##### DATA FOR THIS EXERCISE #####

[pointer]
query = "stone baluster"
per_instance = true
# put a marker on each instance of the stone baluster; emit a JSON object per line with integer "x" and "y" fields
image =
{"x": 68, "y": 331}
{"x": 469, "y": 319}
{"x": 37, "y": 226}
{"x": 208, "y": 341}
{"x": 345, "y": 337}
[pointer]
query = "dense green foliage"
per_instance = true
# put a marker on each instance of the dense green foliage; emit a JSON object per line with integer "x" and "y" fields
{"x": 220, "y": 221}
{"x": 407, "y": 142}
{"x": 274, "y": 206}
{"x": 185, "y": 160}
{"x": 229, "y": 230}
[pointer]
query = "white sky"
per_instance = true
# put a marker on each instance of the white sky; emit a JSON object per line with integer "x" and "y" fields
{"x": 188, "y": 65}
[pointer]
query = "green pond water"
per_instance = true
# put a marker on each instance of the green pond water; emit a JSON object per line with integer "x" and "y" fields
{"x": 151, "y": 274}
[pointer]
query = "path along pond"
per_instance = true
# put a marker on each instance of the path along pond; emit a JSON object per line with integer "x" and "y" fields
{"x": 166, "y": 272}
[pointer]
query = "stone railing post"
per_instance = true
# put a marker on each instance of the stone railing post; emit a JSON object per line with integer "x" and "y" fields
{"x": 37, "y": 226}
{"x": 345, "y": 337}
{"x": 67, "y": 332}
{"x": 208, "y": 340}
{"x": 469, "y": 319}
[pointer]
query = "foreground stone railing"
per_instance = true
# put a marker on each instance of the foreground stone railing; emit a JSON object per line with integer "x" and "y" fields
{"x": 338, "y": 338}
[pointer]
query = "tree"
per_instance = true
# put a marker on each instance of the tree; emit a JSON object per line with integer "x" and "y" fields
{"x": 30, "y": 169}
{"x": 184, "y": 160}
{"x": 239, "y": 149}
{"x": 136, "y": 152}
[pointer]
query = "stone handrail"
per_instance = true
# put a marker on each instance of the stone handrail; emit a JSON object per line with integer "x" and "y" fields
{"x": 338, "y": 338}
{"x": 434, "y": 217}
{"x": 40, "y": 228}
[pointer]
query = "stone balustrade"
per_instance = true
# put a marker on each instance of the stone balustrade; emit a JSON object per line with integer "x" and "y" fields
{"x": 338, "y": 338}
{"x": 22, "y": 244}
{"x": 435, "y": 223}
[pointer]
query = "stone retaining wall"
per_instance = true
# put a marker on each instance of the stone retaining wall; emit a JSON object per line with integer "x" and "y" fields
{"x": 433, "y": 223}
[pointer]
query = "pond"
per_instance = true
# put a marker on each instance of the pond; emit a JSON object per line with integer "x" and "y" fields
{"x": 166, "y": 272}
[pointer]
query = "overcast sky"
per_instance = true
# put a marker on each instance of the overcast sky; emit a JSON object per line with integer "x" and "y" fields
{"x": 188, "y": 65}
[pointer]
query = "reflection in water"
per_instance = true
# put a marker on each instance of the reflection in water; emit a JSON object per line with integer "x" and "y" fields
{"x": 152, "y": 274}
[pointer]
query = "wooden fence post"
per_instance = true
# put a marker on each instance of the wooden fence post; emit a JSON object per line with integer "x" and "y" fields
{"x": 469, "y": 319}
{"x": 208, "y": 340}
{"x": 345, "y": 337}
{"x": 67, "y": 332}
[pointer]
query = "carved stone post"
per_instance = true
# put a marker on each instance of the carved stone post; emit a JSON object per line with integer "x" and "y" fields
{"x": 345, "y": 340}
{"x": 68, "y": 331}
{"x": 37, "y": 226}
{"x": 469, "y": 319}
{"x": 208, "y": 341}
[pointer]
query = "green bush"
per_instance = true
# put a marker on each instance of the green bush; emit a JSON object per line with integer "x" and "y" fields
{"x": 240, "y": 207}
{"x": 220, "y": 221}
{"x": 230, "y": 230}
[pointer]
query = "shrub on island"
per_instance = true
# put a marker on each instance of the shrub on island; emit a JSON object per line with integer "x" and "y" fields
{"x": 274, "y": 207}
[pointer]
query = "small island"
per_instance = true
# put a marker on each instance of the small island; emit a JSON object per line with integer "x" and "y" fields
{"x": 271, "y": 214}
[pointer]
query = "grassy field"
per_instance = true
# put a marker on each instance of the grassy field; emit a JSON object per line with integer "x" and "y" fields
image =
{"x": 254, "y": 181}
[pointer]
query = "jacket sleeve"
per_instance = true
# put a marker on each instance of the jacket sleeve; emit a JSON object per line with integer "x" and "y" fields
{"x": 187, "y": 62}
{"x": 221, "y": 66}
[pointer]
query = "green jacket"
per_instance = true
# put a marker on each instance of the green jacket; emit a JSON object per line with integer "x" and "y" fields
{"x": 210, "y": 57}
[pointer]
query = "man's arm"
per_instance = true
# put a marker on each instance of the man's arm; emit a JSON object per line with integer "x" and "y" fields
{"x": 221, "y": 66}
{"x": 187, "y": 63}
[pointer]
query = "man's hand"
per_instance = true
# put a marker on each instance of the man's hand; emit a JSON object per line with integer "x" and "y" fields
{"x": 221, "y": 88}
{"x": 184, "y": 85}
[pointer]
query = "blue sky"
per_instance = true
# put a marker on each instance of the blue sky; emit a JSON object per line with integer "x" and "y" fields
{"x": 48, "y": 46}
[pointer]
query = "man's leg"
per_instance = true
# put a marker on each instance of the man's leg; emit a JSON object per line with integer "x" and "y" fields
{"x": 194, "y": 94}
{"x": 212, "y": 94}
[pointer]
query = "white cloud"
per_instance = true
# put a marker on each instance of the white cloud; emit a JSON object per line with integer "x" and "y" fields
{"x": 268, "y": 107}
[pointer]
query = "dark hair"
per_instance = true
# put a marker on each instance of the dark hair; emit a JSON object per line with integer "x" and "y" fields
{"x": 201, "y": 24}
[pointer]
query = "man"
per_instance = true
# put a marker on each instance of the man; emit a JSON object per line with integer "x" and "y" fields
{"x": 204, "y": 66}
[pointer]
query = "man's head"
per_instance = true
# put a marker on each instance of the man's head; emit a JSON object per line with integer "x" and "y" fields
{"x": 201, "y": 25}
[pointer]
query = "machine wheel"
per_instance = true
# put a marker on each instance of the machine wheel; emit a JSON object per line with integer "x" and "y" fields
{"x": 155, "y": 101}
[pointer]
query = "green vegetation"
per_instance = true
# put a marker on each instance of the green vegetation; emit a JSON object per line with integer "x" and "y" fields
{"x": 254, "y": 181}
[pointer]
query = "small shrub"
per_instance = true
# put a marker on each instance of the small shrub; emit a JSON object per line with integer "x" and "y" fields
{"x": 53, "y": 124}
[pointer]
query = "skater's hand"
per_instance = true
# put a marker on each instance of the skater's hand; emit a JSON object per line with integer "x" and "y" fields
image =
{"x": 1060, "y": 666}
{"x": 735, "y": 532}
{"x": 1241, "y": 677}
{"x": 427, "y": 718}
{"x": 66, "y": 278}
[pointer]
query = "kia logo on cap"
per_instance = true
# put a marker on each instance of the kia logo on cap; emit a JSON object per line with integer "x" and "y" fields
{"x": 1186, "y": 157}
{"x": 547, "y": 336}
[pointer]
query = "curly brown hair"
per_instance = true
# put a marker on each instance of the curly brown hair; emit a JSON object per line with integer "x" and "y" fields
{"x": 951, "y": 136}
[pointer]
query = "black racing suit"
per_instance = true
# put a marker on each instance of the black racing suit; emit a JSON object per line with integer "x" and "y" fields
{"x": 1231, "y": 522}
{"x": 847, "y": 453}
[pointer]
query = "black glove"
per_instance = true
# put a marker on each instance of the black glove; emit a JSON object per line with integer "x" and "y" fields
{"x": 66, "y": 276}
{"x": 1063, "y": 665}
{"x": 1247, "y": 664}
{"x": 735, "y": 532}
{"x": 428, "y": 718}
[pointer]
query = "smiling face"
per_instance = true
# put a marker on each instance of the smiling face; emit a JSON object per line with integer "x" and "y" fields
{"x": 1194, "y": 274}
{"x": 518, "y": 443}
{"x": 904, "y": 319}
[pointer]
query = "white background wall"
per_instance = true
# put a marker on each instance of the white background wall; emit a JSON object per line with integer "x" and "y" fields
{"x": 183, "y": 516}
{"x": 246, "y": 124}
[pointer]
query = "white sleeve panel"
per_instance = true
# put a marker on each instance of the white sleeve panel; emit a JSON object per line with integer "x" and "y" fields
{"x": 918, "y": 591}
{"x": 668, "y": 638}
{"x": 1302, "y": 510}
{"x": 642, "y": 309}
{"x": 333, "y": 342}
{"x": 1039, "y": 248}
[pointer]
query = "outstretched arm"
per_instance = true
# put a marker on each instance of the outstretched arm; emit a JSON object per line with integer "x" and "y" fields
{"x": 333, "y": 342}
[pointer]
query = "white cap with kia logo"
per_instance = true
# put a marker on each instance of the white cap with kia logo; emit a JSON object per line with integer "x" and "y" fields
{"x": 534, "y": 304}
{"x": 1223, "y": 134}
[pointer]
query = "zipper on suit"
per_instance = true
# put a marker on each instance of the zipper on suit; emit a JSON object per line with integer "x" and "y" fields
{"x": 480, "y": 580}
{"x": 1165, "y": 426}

#####

Select every line above that contains the string "head", and copy each one out. Matching is case-sensitive.

RESULT OF THE EXERCISE =
query = "man's head"
# put a marker on each instance of the man's head; emit a JSON object per line with integer "x" and "y" fields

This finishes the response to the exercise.